* **WRITTEN REQUEST 1**
Can you quote the A/B testing excerpt word for word from "Several great explanations" up to and including "I understand it!"?
* **WRITTEN REQUEST 2**
Do these statements agree with the A/B testing excerpt? Answer each with yes or no and quote the deciding words from the excerpt.
(a) It names four potential outcomes of hypothesis testing.
(b) It says the section reduces the entropy on the topic.
(c) Controlling the False Positive rate relies on the law of large numbers.

* **EXCERPTED PASSAGE**
Several great explanations exist [see references] that range from extremely technical and non-technical. This section increases the entropy on the topic, but helps convince myself I understand it!
In A/B testing and hypothesis testing in general, there are four potential outcomes:
  • Confidence: $P(accept \ H_o|H_o)>1-\alpha$;
  • False Positive Rate: $P(reject \ H_o|H_o)<\alpha$;
  • Power: $P(reject \ H_o|H_1)>1-\beta$;
  • False Negative Rate: $P(accept \ H_o|H_1)>\beta$;

False Positive Rate

To control for the False Positive rate, at a (one-tailed) confidence of 1-$\alpha$, we exploit the law of large numbers, which allows us to assume that $x_{obs}\frac{\sqrt{n}}{\sigma}$ is standard normally distributed. Hence, to reject the null hypothesis, we require:
$ P( \ x_{obs}\frac{\sqrt{n}}{\sigma} > \Phi^{-1}(1-\alpha)|H_o \ ) $   (Eq. A1)

* **ENTRIES PROVIDED**
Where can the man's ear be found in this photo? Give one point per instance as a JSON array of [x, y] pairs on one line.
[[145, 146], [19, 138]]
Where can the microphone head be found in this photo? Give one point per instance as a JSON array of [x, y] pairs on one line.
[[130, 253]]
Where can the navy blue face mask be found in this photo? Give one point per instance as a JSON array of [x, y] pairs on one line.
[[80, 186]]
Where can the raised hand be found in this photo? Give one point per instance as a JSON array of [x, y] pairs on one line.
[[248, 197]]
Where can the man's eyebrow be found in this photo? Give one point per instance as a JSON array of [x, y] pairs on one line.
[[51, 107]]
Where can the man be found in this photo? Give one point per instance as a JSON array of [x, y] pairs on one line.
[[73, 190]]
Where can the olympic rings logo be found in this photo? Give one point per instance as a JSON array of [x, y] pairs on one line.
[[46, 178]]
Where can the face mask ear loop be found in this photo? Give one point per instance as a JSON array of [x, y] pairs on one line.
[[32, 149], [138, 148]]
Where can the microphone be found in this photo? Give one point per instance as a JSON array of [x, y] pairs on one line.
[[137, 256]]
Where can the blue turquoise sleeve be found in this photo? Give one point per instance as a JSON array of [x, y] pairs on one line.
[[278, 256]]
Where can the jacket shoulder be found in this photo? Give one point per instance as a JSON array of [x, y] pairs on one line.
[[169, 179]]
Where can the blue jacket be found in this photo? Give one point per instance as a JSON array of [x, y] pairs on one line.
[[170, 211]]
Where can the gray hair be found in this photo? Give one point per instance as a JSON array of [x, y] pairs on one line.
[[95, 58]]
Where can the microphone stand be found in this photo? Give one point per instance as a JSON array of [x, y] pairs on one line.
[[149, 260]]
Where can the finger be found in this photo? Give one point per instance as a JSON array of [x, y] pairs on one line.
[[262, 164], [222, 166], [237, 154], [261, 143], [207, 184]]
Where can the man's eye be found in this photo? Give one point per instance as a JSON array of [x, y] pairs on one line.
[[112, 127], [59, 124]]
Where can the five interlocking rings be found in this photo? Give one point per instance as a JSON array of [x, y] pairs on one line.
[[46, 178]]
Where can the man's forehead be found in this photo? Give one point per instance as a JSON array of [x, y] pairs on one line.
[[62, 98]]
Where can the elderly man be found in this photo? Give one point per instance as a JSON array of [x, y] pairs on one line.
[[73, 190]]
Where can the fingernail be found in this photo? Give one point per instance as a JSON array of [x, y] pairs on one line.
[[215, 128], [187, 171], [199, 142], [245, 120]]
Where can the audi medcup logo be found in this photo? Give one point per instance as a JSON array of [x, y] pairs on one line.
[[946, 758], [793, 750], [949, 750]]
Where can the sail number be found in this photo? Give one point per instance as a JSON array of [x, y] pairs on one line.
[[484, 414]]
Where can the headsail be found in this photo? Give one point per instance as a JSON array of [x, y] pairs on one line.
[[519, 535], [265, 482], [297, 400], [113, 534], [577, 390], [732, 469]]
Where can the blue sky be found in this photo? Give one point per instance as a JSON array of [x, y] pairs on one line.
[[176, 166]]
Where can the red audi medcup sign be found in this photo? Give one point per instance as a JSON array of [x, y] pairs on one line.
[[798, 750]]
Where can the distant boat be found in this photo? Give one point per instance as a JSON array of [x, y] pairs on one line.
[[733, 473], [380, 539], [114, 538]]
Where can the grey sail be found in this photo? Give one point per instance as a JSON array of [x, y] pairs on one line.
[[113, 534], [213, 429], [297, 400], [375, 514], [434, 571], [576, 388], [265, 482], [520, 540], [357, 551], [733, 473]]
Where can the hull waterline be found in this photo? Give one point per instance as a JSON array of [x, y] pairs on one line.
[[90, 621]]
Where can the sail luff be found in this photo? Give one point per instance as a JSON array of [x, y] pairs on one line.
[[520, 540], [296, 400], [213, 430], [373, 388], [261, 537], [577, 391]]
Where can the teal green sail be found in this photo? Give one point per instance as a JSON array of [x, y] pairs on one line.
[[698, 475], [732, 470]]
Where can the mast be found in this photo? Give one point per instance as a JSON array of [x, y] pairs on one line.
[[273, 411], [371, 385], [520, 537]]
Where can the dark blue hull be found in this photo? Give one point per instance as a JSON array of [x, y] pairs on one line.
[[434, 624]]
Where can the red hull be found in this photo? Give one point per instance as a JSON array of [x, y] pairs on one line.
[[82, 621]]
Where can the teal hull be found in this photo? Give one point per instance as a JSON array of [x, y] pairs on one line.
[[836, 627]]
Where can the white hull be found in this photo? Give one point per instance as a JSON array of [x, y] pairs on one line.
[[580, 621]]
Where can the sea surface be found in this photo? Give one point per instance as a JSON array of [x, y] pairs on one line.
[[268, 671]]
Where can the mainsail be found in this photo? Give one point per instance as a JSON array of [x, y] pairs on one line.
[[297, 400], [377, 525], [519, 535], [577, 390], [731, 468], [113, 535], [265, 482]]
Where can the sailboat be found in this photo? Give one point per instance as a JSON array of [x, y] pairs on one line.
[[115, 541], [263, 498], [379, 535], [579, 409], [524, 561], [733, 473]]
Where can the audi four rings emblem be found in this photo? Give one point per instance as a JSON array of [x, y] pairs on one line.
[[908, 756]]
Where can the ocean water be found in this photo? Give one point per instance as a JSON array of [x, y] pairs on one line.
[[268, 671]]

* **EXPECTED ANSWER 1**
Several great explanations exist [see references] that range from extremely technical and non-technical. This section increases the entropy on the topic, but helps convince myself I understand it!

* **EXPECTED ANSWER 2**
(a) Yes: "there are four potential outcomes"
(b) No: "This section increases the entropy on the topic"
(c) Yes: "we exploit the law of large numbers"